* _Task description_
Among the entries, which lines carry the string "that"? Copy each of them.

* _Given entries_
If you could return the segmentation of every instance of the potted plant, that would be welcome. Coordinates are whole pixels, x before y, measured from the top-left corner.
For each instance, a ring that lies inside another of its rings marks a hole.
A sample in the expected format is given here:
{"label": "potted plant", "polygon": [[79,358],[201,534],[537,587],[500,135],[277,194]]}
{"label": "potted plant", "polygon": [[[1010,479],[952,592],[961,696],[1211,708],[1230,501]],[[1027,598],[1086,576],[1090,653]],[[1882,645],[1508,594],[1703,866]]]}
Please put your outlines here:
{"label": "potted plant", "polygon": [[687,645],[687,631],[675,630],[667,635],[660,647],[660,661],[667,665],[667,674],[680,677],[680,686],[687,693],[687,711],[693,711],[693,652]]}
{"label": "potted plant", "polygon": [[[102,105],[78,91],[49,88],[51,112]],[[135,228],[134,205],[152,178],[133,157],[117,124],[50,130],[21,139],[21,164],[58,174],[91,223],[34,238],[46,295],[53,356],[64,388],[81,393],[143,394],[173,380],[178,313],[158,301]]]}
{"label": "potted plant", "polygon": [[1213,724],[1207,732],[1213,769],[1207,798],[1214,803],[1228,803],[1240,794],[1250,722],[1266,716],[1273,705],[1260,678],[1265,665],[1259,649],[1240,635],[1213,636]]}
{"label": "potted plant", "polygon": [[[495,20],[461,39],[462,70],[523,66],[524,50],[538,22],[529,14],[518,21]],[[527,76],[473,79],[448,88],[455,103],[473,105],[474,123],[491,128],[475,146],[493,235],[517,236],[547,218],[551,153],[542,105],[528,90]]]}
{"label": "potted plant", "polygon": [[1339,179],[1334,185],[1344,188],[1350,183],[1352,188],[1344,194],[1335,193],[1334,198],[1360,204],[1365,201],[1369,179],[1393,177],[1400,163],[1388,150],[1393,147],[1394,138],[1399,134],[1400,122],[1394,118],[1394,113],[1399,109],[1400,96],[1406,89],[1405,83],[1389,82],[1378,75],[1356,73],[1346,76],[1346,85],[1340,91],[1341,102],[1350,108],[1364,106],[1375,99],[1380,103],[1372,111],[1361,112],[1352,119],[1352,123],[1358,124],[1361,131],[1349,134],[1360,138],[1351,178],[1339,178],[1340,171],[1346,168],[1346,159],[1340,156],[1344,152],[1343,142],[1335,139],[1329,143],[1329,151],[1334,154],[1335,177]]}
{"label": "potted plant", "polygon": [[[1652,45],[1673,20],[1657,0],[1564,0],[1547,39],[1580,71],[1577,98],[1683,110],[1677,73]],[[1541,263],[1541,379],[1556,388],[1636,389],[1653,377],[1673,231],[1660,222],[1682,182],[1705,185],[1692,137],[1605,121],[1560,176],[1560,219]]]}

* _Solved exercise_
If you could return the segmentation of every instance of the potted plant, that would be welcome. Coordinates are whole pixels, x before y, measured from the top-left corner.
For each instance, a ring that lies inside another of its rings marks a hole.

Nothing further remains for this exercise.